One of the many pleasures of the recent Cleveland Classic Jazz Party was the opportunity to hear the wonderful singer Petra van Nuis, someone who has been pleasing Chicago audiences for the past decade and more. She can sing is the simplest way to put it. Although she has a fine sense of humor — catch her introductions to songs in this set — it bubbles out of her rather than being a rehearsed routine. She has her own sound and phrasing — conversational, occasionally surprising, but it always honors the lyrics and comes out of her deep respect for words as well as melodies. She improvises but does not obliterate the composers’ intent, and I came away from this quietly glowing set feeling that I had heard the songs in emotionally satisfying ways. This delicious interlude is the result of Petra’s sensibility: her nice mix of delicate yet intense feeling and buoyant swing. I could delineate the pleasures of each chorus she sings, but I’d rather leave those sweet surprises to you as you watch and listen.

━━━━━━━━

Answer these questions from the review of Petra van Nuis's set:
(a) At what event did the writer hear her sing?
(b) Audiences in which city has she been pleasing for the past decade and more?
(c) What does the writer say her improvising does not do?

Part of a data file:
━━━━━━━━

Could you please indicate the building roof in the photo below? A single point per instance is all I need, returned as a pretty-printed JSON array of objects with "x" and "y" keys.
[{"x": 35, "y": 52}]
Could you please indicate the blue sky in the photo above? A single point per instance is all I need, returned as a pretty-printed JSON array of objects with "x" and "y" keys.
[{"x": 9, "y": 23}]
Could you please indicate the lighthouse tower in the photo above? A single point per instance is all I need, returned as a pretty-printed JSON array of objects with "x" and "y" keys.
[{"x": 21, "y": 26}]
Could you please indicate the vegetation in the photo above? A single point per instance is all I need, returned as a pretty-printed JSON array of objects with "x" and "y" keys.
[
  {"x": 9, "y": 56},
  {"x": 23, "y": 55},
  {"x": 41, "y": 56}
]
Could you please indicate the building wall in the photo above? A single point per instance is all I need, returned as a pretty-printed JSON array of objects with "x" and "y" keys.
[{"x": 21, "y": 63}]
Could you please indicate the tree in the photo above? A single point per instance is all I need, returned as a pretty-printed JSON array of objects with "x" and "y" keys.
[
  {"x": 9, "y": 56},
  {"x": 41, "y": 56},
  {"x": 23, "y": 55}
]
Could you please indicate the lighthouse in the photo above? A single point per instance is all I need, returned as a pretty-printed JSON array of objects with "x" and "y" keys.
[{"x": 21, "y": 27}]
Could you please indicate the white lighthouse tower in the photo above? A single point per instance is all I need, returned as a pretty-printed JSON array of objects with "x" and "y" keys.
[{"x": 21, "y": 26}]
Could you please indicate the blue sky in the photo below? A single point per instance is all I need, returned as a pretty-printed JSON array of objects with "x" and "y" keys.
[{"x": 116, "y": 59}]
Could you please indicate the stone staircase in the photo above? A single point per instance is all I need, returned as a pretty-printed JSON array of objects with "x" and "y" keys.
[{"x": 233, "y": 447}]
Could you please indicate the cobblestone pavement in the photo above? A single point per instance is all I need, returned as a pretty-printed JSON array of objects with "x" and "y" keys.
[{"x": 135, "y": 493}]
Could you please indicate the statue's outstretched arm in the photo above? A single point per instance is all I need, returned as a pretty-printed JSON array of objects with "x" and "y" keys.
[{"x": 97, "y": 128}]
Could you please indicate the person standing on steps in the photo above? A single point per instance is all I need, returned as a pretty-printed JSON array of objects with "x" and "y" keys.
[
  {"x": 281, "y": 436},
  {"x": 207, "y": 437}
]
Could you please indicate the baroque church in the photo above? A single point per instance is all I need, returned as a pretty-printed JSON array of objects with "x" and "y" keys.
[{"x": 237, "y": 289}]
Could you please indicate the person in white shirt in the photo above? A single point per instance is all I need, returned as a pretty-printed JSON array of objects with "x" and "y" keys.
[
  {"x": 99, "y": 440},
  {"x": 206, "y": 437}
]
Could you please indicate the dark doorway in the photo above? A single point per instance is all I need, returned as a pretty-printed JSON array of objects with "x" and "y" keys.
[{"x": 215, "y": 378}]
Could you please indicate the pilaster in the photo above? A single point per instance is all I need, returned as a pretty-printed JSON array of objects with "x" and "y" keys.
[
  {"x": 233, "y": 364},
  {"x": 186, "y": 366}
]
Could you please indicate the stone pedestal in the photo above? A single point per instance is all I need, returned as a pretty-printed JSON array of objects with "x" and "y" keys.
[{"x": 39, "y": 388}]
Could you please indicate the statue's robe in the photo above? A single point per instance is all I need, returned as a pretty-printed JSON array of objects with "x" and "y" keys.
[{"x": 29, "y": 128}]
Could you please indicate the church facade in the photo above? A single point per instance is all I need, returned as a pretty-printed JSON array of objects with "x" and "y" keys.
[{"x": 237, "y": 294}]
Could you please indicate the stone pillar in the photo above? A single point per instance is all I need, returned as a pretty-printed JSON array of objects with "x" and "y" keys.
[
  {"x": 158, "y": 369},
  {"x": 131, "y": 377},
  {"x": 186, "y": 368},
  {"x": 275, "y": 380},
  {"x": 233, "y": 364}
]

━━━━━━━━

* [TASK RESPONSE]
(a) The Cleveland Classic Jazz Party
(b) Chicago
(c) It does not obliterate the composers' intent.